§ **Text**
--------------------

I have to show that transformation T defined by T(x1,x2)=(2x1-3x2,x1+4,5x2) is not linear?. I know by definition that T(u+v)= T(u)+T(v) and that T(cv)=cT(v). But how do I use this to prove the question?
You just need to show that either of the two equations does not hold for ALL vectors.
Hint: Try the values
$\displaystyle \mathbf{u}=\mathbf{v}=\vec{0}$
and show that
$\displaystyle T(\mathbf{u}+\mathbf{v}) \ne T(\mathbf{u})+T(\mathbf{v})$
Remeber to disprove a universal statement (for all) you need to only produce one counter example.
one simple property of ANY linear transformation T is that: T(0) = 0 (where these are 0-vectors, not 0-scalars).
here is the proof:
T(0) = T(0+0) (since 0 = 0+0)
= T(0) + T(0) (since T is linear).
subtracting T(0) from both sides, we get:
0 = T(0) - T(0) = [T(0) + T(0)] - T(0) = T(0) + [T(0) - T(0)] = T(0) + 0 = T(0).
now let's look at YOUR function:
T(x,y) = (2x-3y,x+4,5y).
the 0-vector of R^{2} is (0,0), and T(0,0) = (2*0-3*0,0+4,5*0) = (0,4,0) ≠ (0,0,0), so....

--------------------

§ **Listing**
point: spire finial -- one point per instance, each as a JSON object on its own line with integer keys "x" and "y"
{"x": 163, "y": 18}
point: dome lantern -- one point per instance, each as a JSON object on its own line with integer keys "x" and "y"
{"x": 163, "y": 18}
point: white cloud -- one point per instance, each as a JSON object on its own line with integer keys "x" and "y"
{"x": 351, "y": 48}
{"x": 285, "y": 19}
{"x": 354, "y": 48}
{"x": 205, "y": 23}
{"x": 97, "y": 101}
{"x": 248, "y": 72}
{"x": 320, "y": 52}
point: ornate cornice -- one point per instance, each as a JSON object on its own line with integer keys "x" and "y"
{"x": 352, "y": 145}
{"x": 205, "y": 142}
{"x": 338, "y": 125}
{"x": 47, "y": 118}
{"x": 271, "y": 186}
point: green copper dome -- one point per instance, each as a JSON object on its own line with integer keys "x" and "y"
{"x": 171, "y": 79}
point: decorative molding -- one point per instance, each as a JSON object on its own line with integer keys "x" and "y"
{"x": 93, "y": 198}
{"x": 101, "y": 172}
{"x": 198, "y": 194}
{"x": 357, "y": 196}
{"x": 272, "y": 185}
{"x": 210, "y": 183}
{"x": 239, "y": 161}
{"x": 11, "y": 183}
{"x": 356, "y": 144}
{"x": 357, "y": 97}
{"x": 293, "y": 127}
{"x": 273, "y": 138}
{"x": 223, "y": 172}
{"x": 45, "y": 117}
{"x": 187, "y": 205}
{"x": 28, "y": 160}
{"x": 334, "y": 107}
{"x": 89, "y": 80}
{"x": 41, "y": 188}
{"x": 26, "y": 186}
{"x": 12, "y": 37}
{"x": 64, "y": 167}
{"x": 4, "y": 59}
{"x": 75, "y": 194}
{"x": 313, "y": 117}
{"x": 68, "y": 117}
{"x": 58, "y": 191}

--------------------

§ **Exercise requirements**
A. In the thread on proving that the transformation is not linear, what value is given for T(0,0)?
B. Carry on the thread about proving that the transformation is not linear from the point where it stops.

§ **Results for each task**
A. (0,4,0)

B.
I tried it with arbitrary values actually. I let u=(x1,x2) and v=(y1,y2). So T(u+v)=T(x1+y1,x2+y2). So it then becomes T=(2x1+2y1-3x2-3y2,x1+y1+4,5x2+5y2 which is the same as T(u)+T(v)=(2x1-3x2,x1,5x2)+(2y1-3y2,y1+4,5y2) but i dont know where to take it from here? As you can see T(u) /= T(v),
My bad I think I figured it out. Since T(u+v)=T(u)+T(v), im supposed to evaluate each vector separately on the RHS of the equation. So vector u=[x1,x2] and v=[y1,y2]. T(u)=[2x1-3x2,x1+4,5x2] and T(v)=[2y1-3y2,y1+4,5y2] so T(u)+T(v)=[2x1-3x2+2y1-3y2,x1+y1+8.,5x2+5y2]. And that does not equal the LHS of the equation making this not a linear transformation. I know when writing vectors im not supposed to use comma's to separate the entries but I
don't know latex yet.